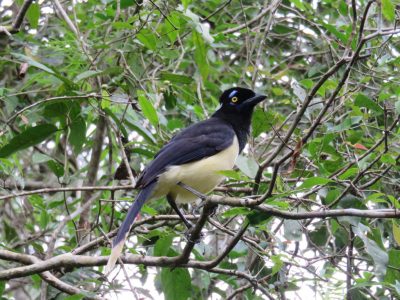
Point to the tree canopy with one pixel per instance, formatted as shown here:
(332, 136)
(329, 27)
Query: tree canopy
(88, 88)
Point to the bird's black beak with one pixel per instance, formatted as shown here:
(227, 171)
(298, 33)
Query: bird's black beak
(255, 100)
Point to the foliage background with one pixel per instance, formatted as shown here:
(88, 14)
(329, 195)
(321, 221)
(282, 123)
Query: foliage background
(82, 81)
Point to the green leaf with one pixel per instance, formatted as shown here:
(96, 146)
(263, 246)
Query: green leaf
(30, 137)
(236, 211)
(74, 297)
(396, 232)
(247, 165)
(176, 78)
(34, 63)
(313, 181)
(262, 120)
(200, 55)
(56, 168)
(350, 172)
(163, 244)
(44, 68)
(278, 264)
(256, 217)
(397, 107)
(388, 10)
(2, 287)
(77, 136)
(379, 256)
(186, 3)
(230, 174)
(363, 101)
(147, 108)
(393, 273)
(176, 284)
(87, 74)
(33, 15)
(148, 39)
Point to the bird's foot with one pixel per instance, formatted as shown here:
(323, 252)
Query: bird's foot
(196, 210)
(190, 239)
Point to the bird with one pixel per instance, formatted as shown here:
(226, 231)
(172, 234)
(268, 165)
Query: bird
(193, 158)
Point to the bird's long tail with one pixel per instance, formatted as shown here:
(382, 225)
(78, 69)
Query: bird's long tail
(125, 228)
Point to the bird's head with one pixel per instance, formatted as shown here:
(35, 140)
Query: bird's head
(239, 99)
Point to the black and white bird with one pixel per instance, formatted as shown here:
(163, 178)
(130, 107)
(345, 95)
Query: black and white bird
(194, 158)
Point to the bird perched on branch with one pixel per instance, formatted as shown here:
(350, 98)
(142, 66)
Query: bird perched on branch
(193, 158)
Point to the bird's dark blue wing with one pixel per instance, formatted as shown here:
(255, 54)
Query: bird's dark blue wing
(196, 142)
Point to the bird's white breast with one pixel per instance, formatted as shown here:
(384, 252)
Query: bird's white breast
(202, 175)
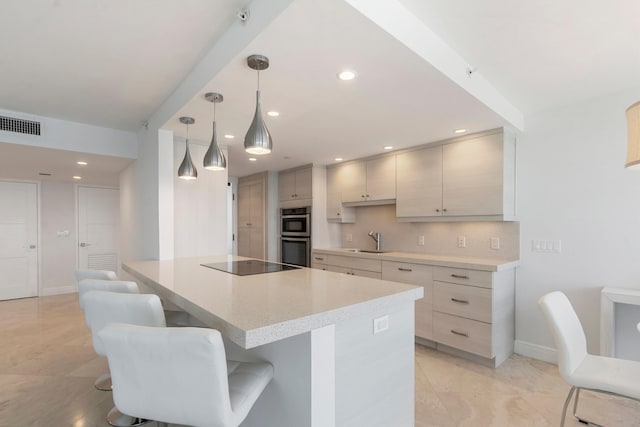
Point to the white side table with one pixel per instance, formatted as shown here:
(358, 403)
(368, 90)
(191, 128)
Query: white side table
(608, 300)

---

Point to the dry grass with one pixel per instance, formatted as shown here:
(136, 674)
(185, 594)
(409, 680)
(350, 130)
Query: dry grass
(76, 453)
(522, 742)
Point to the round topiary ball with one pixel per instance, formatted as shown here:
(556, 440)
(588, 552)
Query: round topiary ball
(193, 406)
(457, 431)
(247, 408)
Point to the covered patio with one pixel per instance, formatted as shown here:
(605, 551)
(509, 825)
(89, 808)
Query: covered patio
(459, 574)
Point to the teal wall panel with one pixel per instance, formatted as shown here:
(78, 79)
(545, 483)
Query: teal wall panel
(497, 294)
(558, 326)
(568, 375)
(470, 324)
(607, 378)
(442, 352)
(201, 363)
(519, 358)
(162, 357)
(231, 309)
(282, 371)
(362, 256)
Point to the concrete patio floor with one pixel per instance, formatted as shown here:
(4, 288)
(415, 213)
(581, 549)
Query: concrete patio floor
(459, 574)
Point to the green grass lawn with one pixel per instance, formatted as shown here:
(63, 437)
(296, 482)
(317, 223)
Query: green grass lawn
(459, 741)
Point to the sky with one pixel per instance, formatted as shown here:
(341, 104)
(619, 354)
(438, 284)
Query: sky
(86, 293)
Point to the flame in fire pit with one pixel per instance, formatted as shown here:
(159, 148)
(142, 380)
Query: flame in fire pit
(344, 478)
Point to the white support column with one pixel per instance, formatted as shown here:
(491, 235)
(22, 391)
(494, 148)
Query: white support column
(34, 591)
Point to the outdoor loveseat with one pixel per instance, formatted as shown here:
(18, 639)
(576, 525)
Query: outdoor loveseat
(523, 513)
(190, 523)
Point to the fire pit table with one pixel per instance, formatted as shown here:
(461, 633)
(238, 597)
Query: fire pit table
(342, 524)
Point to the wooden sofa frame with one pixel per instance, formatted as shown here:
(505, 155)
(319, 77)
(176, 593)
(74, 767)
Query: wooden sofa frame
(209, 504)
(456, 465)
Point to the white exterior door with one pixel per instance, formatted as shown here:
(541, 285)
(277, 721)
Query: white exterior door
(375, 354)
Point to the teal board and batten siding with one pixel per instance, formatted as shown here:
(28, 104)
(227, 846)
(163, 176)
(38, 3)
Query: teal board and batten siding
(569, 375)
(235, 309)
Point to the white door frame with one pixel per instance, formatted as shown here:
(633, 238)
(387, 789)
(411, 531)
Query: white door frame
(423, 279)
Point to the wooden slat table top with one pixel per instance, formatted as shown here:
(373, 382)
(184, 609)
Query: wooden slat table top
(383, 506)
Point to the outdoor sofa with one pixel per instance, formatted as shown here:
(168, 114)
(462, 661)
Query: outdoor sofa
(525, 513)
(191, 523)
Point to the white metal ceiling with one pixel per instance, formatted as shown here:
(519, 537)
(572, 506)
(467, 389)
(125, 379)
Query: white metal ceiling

TASK REQUIREMENTS =
Tally how many lines include "metal" in the listing above; reply with the number only.

RESPONSE TO THE EXERCISE =
2